Shape boundary entries =>
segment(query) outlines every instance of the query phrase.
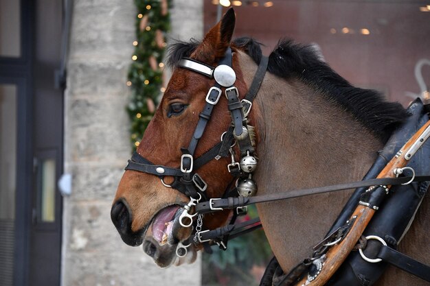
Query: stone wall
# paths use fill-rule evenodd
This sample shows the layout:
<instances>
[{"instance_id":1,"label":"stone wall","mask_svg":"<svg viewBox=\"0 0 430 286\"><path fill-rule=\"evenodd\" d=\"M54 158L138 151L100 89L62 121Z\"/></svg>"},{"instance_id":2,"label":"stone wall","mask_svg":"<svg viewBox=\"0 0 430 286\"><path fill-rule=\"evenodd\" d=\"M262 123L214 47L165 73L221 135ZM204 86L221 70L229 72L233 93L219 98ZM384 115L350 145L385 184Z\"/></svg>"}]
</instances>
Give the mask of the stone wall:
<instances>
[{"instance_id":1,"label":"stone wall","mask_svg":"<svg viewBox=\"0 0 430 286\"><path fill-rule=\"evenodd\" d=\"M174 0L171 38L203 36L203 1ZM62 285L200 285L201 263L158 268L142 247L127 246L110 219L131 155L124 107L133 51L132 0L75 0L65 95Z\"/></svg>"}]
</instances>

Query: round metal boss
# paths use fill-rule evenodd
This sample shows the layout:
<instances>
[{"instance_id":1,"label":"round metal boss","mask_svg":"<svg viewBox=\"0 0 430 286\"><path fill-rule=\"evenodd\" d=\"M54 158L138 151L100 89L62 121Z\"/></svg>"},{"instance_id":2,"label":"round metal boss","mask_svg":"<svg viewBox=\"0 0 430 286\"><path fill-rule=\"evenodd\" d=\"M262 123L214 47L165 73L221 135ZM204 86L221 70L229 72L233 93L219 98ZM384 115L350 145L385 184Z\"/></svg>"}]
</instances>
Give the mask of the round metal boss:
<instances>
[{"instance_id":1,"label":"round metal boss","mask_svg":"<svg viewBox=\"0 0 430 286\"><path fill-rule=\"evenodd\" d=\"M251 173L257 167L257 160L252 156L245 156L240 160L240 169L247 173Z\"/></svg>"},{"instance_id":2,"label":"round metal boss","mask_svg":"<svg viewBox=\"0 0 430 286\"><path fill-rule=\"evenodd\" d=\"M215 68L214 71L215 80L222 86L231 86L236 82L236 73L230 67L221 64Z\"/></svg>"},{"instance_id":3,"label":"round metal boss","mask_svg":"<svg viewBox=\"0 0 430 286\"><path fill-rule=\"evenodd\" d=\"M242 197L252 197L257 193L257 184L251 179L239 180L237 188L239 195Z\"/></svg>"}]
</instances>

* * *

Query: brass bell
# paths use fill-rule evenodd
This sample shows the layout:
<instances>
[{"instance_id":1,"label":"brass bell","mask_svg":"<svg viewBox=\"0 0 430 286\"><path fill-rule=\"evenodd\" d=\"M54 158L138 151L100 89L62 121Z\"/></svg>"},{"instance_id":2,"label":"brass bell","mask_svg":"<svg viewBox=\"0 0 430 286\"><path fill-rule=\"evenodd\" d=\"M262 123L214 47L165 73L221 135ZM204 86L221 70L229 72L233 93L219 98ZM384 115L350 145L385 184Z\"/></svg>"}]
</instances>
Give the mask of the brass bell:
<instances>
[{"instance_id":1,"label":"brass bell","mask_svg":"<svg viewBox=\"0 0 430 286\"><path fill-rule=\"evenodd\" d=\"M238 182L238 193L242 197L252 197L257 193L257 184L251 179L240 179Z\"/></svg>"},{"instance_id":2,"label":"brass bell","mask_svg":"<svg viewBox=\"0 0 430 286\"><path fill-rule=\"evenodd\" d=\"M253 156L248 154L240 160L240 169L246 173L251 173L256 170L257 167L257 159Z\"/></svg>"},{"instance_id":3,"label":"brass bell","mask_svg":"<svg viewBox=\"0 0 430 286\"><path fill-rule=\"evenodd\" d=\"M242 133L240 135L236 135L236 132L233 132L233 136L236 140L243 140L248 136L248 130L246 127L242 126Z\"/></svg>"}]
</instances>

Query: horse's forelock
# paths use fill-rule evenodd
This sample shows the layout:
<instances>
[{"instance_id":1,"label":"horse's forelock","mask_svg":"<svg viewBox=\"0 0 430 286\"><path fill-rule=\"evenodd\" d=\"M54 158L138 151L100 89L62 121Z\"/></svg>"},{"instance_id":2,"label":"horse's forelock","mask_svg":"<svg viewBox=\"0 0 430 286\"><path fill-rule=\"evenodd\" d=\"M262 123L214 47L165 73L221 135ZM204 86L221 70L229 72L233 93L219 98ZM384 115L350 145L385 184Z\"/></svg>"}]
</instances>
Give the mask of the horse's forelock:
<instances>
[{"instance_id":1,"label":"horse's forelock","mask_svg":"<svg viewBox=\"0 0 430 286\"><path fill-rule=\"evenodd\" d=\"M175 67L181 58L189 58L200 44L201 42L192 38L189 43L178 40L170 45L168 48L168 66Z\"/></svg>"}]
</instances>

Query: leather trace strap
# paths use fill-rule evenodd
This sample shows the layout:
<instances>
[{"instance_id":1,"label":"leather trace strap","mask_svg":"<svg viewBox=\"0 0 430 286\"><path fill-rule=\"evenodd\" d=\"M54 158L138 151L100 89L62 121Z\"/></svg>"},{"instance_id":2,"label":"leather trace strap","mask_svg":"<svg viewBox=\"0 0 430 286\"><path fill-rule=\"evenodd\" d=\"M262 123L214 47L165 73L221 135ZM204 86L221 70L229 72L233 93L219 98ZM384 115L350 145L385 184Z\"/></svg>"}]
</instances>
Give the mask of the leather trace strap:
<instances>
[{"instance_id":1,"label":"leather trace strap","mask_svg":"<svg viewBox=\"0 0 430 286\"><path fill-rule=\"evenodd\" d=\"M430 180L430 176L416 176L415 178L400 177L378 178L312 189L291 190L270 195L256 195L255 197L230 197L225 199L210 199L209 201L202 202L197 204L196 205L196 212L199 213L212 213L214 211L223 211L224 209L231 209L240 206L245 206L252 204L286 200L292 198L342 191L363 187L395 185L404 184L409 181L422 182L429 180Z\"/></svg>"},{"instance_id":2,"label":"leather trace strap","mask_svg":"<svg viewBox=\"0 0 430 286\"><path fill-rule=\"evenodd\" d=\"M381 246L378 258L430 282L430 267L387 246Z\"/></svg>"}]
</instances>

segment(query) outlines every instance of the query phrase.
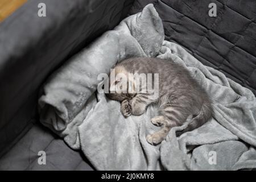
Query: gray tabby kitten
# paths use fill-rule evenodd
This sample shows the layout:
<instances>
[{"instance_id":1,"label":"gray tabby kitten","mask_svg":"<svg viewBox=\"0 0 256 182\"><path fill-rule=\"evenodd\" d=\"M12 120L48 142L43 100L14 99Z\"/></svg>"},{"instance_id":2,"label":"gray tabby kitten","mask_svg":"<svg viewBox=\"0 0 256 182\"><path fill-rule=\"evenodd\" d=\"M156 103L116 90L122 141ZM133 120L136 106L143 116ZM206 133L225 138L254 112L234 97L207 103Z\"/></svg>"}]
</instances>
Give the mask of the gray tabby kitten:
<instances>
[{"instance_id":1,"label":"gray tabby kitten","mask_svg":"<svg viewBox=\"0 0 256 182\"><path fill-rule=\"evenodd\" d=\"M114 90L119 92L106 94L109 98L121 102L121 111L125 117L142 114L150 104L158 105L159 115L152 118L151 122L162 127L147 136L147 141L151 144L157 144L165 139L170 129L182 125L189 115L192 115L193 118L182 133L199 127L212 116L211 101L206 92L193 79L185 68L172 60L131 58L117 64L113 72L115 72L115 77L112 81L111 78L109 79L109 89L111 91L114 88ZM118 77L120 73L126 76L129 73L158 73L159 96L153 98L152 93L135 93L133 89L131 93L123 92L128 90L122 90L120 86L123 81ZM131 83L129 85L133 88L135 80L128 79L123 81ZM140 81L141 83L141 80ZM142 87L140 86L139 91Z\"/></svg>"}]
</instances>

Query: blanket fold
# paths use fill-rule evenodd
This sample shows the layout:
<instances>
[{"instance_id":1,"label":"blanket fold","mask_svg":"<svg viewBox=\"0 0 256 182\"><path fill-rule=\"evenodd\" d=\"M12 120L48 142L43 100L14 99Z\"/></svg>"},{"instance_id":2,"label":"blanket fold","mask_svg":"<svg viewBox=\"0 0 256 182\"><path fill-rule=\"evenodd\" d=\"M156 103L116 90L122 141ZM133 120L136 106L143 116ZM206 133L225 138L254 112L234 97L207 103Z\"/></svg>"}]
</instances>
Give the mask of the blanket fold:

OBJECTIVE => Rewrite the lines from the line with "Query: blanket fold" to the line with "Give the mask of the blanket", swapping "blanket fold" for "blanket edge" and leaving everything else unchanged.

ANSWER TO THE PROBLEM =>
Query: blanket edge
# paths use fill-rule evenodd
This sample shows the layout:
<instances>
[{"instance_id":1,"label":"blanket edge","mask_svg":"<svg viewBox=\"0 0 256 182\"><path fill-rule=\"evenodd\" d=\"M12 120L48 142L43 100L14 99Z\"/></svg>"},{"instance_id":2,"label":"blanket edge","mask_svg":"<svg viewBox=\"0 0 256 182\"><path fill-rule=\"evenodd\" d=\"M156 103L116 90L122 141ZM133 120L136 106L143 116ZM206 133L225 138L254 112L234 97L207 103Z\"/></svg>"}]
</instances>
Give the mask of the blanket edge:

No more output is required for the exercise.